This tool is used to train the deep learning model (details of usage can be found here).

Some parameters to consider, which will vary computation time and outputs:

Parameter Description
Input training data The folder containing the image chips, labels, and statistics required to train the model.
This is the output from the Export Training Data For Deep Learning tool.
To train a model, the input images must be 8-bit rasters with three bands.
Max Epochs A maximum epoch of one means the dataset will be passed forward and backward through the neural network one time. The default value is 20.
The number of epochs is a hyperparameter that defines the number times that the learning algorithm will work through the entire training dataset.
Model type MASKRCNN —The MaskRCNN approach will be used to train the model. MaskRCNN is used for object detection. It is used for instance segmentation, which is precise delineation of objects in an image. This model type can be used to detect building footprints. It uses the MaskRCNN metadata format for training data as input. Class values for input training data must start at 1. This model type can only be trained using a CUDA-enabled GPU.
Batch size The number of training samples to be processed for training at one time. The default value is 2. If you have a powerful GPU, this number can be increased to 8, 16, 32, or 64.
The batch size is a hyperparameter that defines the number of samples to work through before updating the internal model parameters.
Chip size All model types support the chip_size argument, which is the chip size of the tiles in the training samples. The image chip size is extracted from the .emd file from the folder specified in the in_folder parameter.
Learning rate No value defined: The rate at which existing information will be overwritten with newly acquired information throughout the training process. If no value is specified, the optimal learning rate will be extracted from the learning curve during the training process.
Backbone Model Default used: RESNET50 —The preconfigured model will be a residual network trained on the ImageNET Dataset that contains more than 1 million images and is 50 layers deep.
Tool screenshot
Train Deep Learning Model ToolTrain Deep Learning Model Tool

Figure 4: Train Deep Learning Model Tool


Adding a chip size larger than 512 or a batch size larger than 4 resulted in the error CUDA out of memory, i.e. the GPU installed was not enough.

In general training the deep learning models took between 10 and 12 hours.

Detect Objects

Finally, this tool was used to detect the objects using the deep learning models previously trained.

Tool screenshot
Detect Objects using Deep Learning ToolDetect Objects using Deep Learning Tool

Figure 5: Detect Objects using Deep Learning Tool


The threshold parameter refers to the minimum confidence value to keep for the detected objects. The padding size was the main parameter tested with this tool. The resulting objects and the run time varied depending on which padding size was selected. For an overview of the runtime see the figures below.

Ellapsed times vs Padding sizeEllapsed times vs Padding size

Figure 6: Ellapsed times vs Padding size

Application

The goal of these tests was to apply the Deep Learning Tools provided in ArcGIS Pro to detect gully features on terrain derivatives obtained from a LiDAR DEM.

**Problem description:** Continue the write-up on using ArcGIS Pro deep learning tools to detect gully features, starting after its last sentence.

**Supplied entries:**
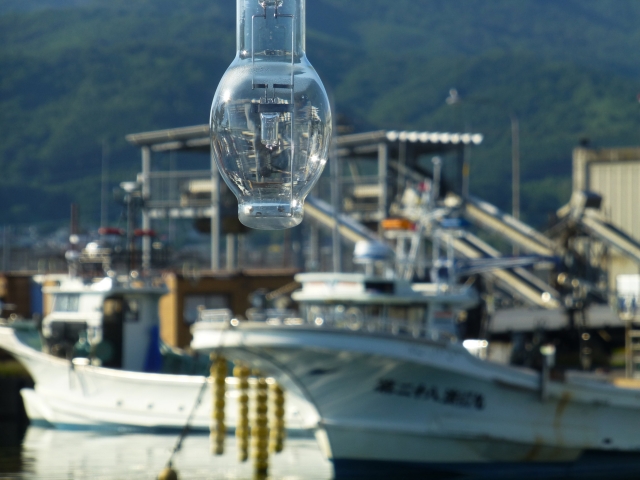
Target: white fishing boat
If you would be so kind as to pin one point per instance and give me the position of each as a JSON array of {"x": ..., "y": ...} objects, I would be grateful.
[
  {"x": 397, "y": 391},
  {"x": 96, "y": 363}
]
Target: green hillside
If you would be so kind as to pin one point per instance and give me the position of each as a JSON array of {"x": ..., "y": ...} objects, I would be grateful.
[{"x": 76, "y": 73}]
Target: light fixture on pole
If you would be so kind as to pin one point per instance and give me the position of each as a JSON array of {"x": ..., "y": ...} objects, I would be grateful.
[
  {"x": 270, "y": 119},
  {"x": 454, "y": 99}
]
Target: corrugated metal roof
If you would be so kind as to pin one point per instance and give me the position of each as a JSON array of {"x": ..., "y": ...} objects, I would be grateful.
[{"x": 197, "y": 138}]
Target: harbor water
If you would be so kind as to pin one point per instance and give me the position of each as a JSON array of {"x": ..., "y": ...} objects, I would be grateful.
[
  {"x": 44, "y": 453},
  {"x": 33, "y": 453}
]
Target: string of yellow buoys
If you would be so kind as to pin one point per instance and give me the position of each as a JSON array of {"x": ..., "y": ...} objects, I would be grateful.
[{"x": 260, "y": 424}]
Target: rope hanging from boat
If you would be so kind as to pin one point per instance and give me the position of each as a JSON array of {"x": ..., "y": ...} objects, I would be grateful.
[
  {"x": 218, "y": 389},
  {"x": 241, "y": 372},
  {"x": 169, "y": 473}
]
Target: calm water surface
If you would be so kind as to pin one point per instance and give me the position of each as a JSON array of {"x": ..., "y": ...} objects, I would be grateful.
[
  {"x": 41, "y": 453},
  {"x": 76, "y": 455}
]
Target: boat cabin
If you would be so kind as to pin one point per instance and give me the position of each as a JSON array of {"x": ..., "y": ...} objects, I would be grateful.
[
  {"x": 364, "y": 303},
  {"x": 113, "y": 323}
]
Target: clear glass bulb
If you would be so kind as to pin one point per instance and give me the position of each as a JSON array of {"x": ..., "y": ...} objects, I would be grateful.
[{"x": 270, "y": 118}]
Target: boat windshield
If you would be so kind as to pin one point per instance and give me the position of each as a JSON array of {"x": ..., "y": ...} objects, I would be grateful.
[
  {"x": 374, "y": 318},
  {"x": 66, "y": 302}
]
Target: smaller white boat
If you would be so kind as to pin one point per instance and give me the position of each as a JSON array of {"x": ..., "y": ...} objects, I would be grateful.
[{"x": 114, "y": 392}]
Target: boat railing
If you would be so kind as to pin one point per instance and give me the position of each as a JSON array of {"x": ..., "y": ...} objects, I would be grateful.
[{"x": 354, "y": 319}]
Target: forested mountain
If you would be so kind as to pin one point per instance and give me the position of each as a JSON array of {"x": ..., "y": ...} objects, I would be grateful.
[{"x": 75, "y": 74}]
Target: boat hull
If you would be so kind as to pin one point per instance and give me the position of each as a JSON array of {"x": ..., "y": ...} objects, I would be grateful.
[
  {"x": 432, "y": 404},
  {"x": 76, "y": 396}
]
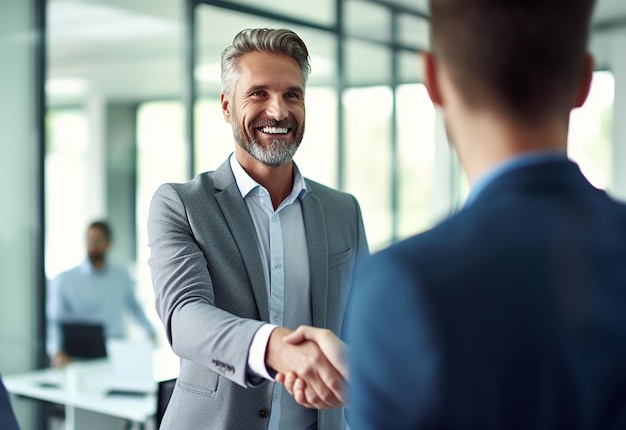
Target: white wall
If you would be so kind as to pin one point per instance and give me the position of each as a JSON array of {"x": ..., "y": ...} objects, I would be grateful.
[
  {"x": 18, "y": 188},
  {"x": 608, "y": 50}
]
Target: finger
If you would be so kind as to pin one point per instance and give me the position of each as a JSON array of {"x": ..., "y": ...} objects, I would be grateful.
[
  {"x": 290, "y": 380},
  {"x": 334, "y": 395},
  {"x": 296, "y": 337},
  {"x": 324, "y": 385}
]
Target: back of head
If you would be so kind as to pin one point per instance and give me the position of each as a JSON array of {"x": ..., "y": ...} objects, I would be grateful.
[
  {"x": 277, "y": 41},
  {"x": 524, "y": 57}
]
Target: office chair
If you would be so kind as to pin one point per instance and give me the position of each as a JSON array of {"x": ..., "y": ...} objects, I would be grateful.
[{"x": 164, "y": 392}]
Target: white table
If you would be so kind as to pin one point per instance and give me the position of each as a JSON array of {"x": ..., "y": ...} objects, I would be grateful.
[{"x": 82, "y": 389}]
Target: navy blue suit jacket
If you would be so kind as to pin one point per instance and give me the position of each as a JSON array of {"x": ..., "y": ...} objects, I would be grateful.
[
  {"x": 509, "y": 315},
  {"x": 7, "y": 418}
]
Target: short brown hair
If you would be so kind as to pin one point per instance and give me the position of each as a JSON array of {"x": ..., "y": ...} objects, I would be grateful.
[{"x": 525, "y": 56}]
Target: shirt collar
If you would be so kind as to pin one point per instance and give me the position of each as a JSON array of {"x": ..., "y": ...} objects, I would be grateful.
[
  {"x": 246, "y": 184},
  {"x": 511, "y": 164},
  {"x": 88, "y": 269}
]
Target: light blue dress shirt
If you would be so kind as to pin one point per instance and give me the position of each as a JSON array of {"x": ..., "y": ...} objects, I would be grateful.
[
  {"x": 88, "y": 295},
  {"x": 282, "y": 243}
]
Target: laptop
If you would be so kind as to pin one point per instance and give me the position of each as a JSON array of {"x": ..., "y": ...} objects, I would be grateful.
[
  {"x": 130, "y": 367},
  {"x": 83, "y": 340}
]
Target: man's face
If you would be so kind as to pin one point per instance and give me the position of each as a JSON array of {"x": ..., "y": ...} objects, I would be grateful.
[
  {"x": 267, "y": 107},
  {"x": 97, "y": 245}
]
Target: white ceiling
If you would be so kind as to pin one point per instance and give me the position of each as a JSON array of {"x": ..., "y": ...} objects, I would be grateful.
[{"x": 133, "y": 49}]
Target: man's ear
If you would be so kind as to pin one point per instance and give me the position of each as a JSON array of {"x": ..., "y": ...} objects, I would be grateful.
[
  {"x": 431, "y": 79},
  {"x": 225, "y": 102},
  {"x": 585, "y": 82}
]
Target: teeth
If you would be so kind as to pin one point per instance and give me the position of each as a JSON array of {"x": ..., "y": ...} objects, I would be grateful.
[{"x": 275, "y": 130}]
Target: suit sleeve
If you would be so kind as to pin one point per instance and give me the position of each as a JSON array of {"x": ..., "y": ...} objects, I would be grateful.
[
  {"x": 393, "y": 358},
  {"x": 196, "y": 328}
]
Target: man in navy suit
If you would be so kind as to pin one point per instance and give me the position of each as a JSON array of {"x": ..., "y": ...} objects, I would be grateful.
[
  {"x": 510, "y": 314},
  {"x": 7, "y": 418}
]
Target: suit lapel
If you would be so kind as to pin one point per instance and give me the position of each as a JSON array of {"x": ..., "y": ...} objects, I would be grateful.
[
  {"x": 242, "y": 228},
  {"x": 315, "y": 227}
]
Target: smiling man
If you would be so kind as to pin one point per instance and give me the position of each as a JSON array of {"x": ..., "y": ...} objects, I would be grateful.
[{"x": 244, "y": 255}]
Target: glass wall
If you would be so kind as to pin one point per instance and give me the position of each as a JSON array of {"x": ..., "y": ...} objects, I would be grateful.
[{"x": 590, "y": 131}]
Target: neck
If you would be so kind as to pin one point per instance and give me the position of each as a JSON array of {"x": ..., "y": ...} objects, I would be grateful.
[
  {"x": 98, "y": 264},
  {"x": 277, "y": 180},
  {"x": 483, "y": 141}
]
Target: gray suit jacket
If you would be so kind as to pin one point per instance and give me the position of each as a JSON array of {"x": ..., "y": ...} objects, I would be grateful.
[{"x": 210, "y": 292}]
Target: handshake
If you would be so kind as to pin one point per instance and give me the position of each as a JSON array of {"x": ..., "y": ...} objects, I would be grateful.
[{"x": 312, "y": 364}]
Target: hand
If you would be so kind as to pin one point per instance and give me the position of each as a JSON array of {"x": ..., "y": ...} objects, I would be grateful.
[
  {"x": 333, "y": 348},
  {"x": 318, "y": 384}
]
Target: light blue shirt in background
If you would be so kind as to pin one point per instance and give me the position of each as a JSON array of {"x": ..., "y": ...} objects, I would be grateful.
[{"x": 84, "y": 294}]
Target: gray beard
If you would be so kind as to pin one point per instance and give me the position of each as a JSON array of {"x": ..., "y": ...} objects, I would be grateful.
[{"x": 276, "y": 154}]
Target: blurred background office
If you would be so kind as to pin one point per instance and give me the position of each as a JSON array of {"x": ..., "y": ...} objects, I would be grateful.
[{"x": 103, "y": 100}]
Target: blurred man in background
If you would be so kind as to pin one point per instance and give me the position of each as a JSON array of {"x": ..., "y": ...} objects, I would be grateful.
[{"x": 97, "y": 291}]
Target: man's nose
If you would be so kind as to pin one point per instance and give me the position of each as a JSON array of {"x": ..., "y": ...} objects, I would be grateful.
[{"x": 277, "y": 108}]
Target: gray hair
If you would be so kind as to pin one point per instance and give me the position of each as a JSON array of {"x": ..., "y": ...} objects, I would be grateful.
[{"x": 278, "y": 41}]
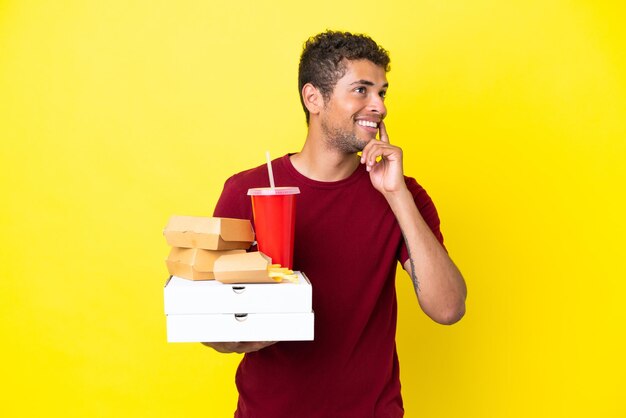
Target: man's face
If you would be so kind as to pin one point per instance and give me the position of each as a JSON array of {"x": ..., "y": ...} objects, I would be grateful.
[{"x": 351, "y": 116}]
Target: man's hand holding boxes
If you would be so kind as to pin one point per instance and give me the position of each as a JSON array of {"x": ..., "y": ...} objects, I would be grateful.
[{"x": 218, "y": 292}]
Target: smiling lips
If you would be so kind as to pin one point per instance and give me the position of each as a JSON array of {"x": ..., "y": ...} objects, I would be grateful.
[{"x": 367, "y": 123}]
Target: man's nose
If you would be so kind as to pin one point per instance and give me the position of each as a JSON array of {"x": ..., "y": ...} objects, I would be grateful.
[{"x": 377, "y": 105}]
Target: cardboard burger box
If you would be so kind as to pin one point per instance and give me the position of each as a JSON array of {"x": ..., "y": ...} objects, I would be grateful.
[
  {"x": 209, "y": 233},
  {"x": 195, "y": 263},
  {"x": 211, "y": 311}
]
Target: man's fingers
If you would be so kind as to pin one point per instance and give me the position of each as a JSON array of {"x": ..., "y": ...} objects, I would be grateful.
[
  {"x": 239, "y": 347},
  {"x": 382, "y": 132}
]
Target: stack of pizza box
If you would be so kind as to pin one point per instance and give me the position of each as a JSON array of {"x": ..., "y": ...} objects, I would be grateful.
[{"x": 250, "y": 300}]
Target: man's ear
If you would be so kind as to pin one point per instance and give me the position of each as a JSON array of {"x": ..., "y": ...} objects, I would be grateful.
[{"x": 312, "y": 98}]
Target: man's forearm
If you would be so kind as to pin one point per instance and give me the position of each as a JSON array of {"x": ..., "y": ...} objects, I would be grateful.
[{"x": 438, "y": 283}]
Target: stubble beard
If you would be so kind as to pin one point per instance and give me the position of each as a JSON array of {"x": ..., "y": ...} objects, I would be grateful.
[{"x": 342, "y": 140}]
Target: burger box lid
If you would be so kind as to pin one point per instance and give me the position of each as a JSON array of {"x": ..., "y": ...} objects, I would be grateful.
[
  {"x": 194, "y": 263},
  {"x": 243, "y": 268},
  {"x": 212, "y": 297},
  {"x": 209, "y": 233},
  {"x": 295, "y": 326}
]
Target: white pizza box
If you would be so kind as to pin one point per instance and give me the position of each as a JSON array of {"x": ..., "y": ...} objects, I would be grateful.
[
  {"x": 183, "y": 296},
  {"x": 296, "y": 326}
]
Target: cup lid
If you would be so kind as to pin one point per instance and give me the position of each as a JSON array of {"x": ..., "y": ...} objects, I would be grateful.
[{"x": 268, "y": 191}]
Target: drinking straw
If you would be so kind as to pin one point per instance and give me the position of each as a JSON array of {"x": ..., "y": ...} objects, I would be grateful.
[{"x": 269, "y": 169}]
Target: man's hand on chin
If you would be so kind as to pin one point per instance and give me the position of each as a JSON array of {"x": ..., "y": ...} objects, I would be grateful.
[{"x": 239, "y": 347}]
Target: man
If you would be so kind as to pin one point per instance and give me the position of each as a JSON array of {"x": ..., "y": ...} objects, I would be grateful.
[{"x": 356, "y": 217}]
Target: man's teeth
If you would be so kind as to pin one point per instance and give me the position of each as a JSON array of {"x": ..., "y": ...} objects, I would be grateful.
[{"x": 367, "y": 123}]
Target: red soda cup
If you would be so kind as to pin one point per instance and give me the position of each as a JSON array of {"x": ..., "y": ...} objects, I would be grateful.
[{"x": 274, "y": 211}]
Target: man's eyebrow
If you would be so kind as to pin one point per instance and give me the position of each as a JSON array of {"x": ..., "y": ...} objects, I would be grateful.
[{"x": 367, "y": 83}]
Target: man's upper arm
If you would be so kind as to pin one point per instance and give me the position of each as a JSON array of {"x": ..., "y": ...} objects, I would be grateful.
[{"x": 233, "y": 202}]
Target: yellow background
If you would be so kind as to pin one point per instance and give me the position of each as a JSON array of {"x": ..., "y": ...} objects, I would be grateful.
[{"x": 115, "y": 115}]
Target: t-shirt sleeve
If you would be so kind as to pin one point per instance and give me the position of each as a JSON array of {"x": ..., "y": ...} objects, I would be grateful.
[
  {"x": 428, "y": 211},
  {"x": 234, "y": 201}
]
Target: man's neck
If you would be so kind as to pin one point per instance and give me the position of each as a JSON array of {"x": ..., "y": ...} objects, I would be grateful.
[{"x": 319, "y": 162}]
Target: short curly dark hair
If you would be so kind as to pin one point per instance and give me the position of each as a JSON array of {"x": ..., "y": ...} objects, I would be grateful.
[{"x": 322, "y": 62}]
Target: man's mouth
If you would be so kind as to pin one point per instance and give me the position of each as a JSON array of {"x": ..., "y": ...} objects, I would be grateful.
[{"x": 367, "y": 123}]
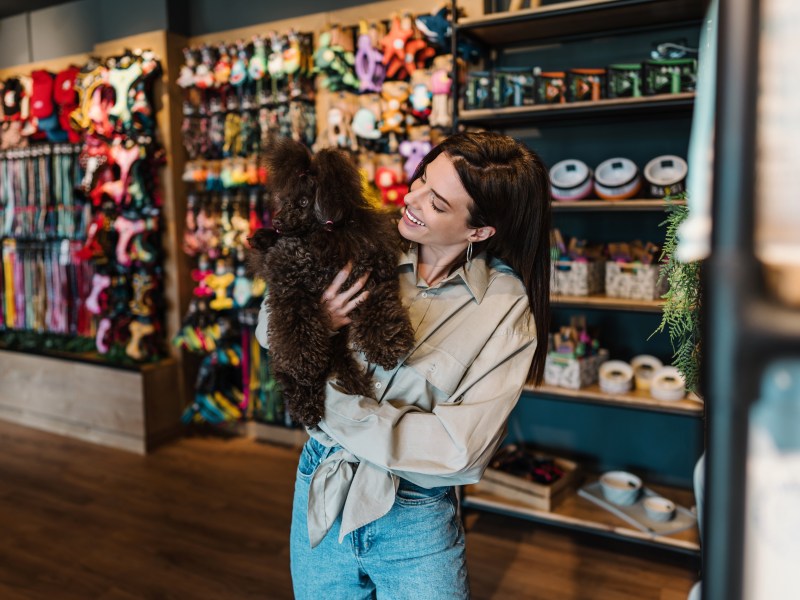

**Answer to this task:**
Input data

Initially 15 derivatives (see figure 7) were computed from the DEM.

channel network planar curvature profile curvature downslope distance gradient flow accumulation
LS-factor mass balance index hillshade slope specific catchment area
stream power index texture terrain ruggedness index terrain wetness index vertical distance to channel network
Terrain derivatives computed

Figure 7: Terrain derivatives computed

The plan was to use all of them for gully detection. Since, that was not possible, I did a selection of derivatives, see here.

The combinations tested were:

  • Planar curvature + Slope + Terrain wetness index (cplan+slope+twidx)
  • LS-factor + Terrain ruggedness index + Terrain wetness index (lsfct+tridx+twidx)
  • LS-factor + Hillshade + Terrain ruggedness index (lsfct+shade+tridx)

Model characteristics

The ArcGIS Pro workflow for Deep Learning was applied for each of these combinations, preparing training data and running a model for each of them.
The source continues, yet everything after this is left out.